- GIVEN EXERCISE: Reproduce exactly the lines beginning with the line that contains "If you could indicate the dog's jaw" and ending at the final line of the material below.

-=-=-

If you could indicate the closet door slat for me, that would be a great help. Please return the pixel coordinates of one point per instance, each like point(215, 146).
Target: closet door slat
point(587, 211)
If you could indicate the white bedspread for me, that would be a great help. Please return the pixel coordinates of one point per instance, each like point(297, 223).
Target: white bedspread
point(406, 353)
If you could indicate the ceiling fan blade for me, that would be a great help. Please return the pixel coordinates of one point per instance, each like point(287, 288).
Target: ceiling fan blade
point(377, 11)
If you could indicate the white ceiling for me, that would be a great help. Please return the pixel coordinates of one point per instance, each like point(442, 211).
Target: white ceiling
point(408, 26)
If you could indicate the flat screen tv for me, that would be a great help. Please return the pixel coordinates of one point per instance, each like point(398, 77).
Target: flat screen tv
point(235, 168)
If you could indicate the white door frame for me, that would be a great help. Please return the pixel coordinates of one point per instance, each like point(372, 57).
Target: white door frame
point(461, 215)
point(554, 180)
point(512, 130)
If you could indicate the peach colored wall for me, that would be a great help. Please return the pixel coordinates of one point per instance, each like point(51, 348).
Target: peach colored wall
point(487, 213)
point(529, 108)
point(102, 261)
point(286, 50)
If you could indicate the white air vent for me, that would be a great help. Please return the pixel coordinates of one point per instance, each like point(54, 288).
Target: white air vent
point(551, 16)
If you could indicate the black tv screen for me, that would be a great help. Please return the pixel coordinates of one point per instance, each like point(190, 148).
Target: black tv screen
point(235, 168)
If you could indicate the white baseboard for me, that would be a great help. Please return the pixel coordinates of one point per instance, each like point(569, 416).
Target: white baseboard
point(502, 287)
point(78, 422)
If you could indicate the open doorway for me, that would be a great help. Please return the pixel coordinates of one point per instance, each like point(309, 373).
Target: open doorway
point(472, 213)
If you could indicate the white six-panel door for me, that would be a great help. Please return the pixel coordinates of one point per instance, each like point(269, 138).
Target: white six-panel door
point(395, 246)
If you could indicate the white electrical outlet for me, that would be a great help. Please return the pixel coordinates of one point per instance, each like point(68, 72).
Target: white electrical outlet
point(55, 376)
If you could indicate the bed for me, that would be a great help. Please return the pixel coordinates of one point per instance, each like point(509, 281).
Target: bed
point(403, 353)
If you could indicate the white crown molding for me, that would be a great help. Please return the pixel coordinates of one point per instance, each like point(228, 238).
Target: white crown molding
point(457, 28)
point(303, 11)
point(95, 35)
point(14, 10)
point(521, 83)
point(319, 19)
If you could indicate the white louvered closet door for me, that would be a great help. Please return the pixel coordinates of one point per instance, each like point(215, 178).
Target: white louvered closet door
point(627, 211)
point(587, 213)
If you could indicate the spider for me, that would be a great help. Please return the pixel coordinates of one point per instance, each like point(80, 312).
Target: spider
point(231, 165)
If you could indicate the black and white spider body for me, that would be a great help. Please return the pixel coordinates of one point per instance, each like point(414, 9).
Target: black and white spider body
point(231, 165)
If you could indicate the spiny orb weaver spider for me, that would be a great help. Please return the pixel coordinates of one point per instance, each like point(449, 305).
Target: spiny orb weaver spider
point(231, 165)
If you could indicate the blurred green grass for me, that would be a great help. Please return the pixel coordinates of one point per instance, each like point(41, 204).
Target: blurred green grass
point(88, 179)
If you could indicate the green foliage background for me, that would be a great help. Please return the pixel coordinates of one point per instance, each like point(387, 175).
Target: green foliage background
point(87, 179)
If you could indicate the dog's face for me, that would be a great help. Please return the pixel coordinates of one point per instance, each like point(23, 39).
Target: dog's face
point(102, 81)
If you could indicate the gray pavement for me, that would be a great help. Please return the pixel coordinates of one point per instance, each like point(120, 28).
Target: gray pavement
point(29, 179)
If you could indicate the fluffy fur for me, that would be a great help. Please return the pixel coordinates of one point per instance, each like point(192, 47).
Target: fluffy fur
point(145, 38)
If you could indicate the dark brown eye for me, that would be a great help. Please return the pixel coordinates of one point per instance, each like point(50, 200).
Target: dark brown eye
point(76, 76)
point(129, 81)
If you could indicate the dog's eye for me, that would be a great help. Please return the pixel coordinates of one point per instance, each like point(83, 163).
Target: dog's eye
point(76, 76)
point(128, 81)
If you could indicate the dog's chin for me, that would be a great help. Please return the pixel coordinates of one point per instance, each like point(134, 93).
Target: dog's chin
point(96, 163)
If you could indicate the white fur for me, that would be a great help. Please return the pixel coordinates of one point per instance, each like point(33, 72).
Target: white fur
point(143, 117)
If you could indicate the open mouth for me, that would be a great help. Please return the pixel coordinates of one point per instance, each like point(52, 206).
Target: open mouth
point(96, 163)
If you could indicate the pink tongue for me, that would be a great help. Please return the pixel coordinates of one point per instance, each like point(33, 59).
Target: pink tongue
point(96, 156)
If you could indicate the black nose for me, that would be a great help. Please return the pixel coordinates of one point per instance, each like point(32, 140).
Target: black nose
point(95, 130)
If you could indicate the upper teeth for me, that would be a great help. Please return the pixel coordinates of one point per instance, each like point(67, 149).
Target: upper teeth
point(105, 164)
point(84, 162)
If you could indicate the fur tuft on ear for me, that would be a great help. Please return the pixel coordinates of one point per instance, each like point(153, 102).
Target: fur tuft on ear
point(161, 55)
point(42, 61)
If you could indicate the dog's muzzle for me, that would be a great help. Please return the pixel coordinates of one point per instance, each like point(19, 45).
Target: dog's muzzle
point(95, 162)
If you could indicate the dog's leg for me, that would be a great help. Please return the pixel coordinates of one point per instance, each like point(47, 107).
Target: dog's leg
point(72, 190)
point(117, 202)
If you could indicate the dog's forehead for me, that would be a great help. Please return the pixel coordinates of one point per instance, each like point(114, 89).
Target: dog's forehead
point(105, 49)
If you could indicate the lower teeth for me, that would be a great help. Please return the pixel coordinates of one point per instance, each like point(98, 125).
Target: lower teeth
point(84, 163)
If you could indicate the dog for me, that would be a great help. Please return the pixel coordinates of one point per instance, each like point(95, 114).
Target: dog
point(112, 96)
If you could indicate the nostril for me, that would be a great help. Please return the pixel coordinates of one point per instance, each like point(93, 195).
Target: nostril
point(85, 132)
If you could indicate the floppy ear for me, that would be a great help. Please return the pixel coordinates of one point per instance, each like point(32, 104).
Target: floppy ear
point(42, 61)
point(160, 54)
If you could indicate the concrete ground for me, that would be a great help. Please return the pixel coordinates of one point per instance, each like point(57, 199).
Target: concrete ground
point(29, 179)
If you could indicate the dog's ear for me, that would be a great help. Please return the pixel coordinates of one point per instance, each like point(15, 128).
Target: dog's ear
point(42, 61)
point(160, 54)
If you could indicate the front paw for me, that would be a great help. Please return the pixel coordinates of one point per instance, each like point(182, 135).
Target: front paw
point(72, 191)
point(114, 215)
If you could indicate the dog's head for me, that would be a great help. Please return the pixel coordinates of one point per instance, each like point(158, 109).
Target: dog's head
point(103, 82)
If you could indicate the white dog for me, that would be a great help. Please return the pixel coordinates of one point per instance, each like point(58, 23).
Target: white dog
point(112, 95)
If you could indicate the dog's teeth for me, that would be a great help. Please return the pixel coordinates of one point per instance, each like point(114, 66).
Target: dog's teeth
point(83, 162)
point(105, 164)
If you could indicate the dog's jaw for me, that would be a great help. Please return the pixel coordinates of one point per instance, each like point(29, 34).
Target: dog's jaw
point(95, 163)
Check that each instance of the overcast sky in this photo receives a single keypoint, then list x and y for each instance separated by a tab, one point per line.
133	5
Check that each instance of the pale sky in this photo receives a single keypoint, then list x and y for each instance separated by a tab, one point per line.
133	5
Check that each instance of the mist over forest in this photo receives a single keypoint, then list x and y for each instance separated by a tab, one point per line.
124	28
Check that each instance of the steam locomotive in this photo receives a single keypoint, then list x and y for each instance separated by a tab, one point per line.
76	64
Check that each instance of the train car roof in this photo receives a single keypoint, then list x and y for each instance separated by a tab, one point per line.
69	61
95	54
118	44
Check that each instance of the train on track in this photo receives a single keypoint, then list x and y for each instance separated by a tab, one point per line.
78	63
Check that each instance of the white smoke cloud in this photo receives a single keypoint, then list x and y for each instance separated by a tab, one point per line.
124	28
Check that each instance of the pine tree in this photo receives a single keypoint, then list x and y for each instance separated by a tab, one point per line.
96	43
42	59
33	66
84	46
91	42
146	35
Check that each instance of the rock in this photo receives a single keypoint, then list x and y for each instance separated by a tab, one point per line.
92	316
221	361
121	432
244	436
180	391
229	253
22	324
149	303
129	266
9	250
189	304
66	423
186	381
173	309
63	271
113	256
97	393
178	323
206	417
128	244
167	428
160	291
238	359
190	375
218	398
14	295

-=-=-

- THE OUTPUT:
If you could indicate the dog's jaw for me, that would be a great help. Please return the pixel coordinates of one point per instance, each like point(29, 34).
Target: dog's jaw
point(95, 163)
Check that each instance of the overcast sky in this photo receives a single keypoint, then list x and y for each instance separated by a tab, one point per line.
133	5
Check that each instance of the pale sky in this photo receives a single keypoint, then list x and y for each instance separated by a tab, one point per line.
133	5
Check that each instance of the mist over forest in this photo receives a single keypoint, then list x and y for each instance separated by a tab, one point per line.
124	28
Check that each instance of the steam locomotive in this photo receives a single keypoint, then list x and y for each instance separated by a tab, one point per line.
76	64
Check that each instance of the train car roof in this photo receives a single keypoint, then list x and y for each instance separated by a tab, one point per line.
69	61
95	54
118	44
Check that each instance of the train on track in this photo receives a single keypoint, then list x and y for each instance separated by a tab, one point per line.
78	63
Check that each instance of the white smoke cloud in this photo receives a single keypoint, then list x and y for each instance separated by a tab, one point per line.
124	28
Check that each instance of the pine tree in this photo receives a single keypoint, then list x and y for each instance separated by a tab, one point per line.
96	43
42	59
33	66
84	46
91	42
146	35
Check that each instance of the rock in this photo receives a single keypoint, then list x and y for each instance separated by a tab, one point per line.
92	316
221	361
121	432
244	436
180	391
229	253
22	324
149	303
129	266
9	250
189	304
66	423
186	381
173	309
63	271
113	256
97	393
178	323
206	417
128	244
167	428
160	291
238	359
190	375
218	398
14	295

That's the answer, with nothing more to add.